◆ Available data:
══════

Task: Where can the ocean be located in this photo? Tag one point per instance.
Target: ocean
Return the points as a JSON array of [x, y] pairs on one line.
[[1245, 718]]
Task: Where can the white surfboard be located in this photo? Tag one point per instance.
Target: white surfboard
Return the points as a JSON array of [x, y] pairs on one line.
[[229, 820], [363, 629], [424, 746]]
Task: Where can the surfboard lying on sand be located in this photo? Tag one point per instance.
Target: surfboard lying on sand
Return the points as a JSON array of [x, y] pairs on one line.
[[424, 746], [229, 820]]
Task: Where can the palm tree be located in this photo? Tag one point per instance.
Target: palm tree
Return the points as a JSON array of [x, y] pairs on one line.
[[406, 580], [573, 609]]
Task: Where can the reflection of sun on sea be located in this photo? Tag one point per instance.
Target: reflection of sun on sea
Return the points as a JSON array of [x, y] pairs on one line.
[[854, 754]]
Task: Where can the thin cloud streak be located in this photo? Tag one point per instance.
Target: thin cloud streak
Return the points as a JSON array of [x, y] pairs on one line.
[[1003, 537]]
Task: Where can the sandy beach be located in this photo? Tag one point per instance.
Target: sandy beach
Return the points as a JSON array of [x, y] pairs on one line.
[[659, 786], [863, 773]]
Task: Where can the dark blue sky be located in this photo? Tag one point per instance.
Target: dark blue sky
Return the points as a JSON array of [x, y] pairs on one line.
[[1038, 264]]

══════

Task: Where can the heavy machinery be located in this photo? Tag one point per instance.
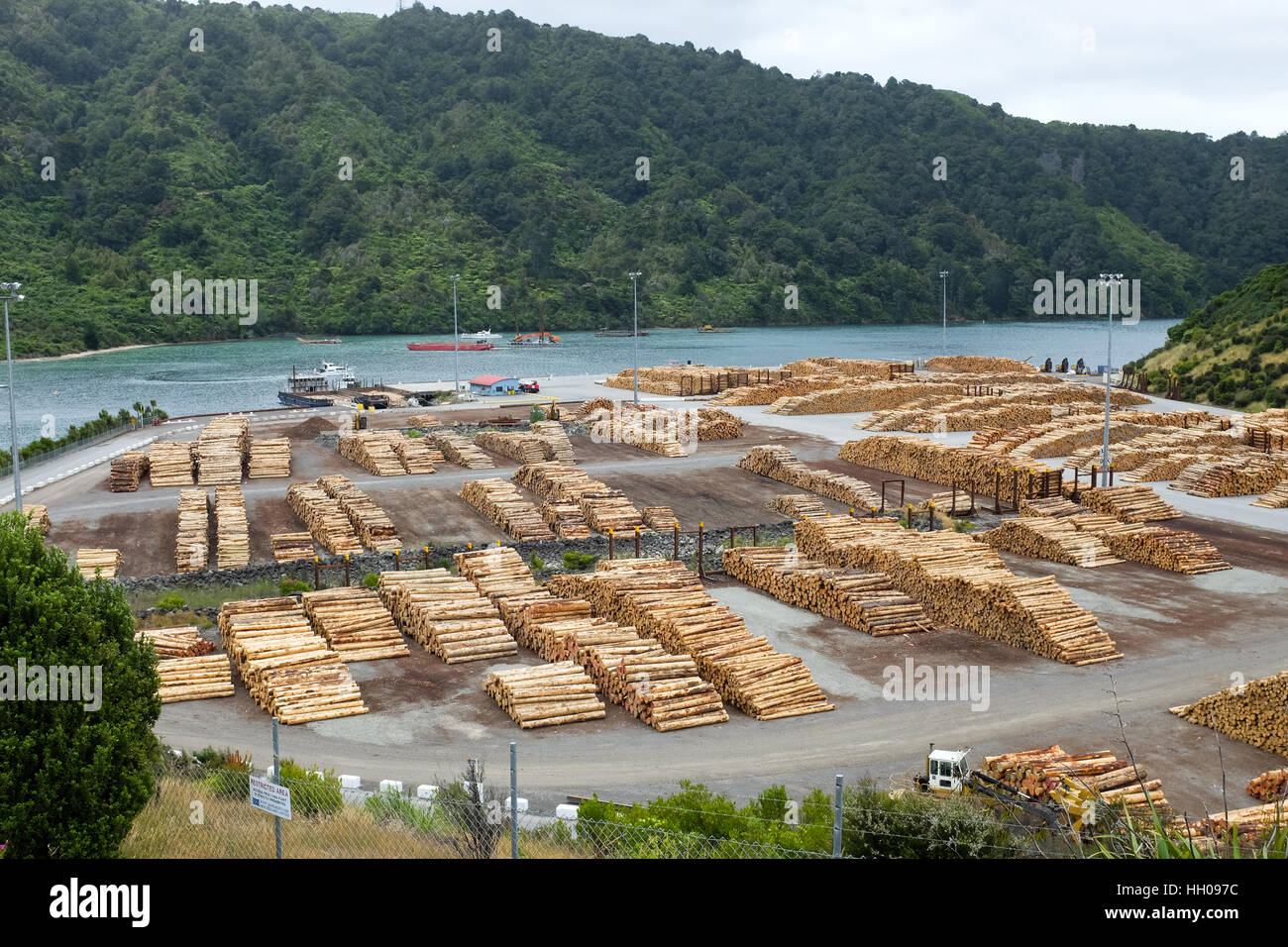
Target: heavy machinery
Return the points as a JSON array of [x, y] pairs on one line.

══════

◆ How to complete this task: Copy every line of the records above that contains "blue".

◆ Task answer:
Task: Where can the dark blue sky be located in this photo? Tag one point per instance.
Target: dark blue sky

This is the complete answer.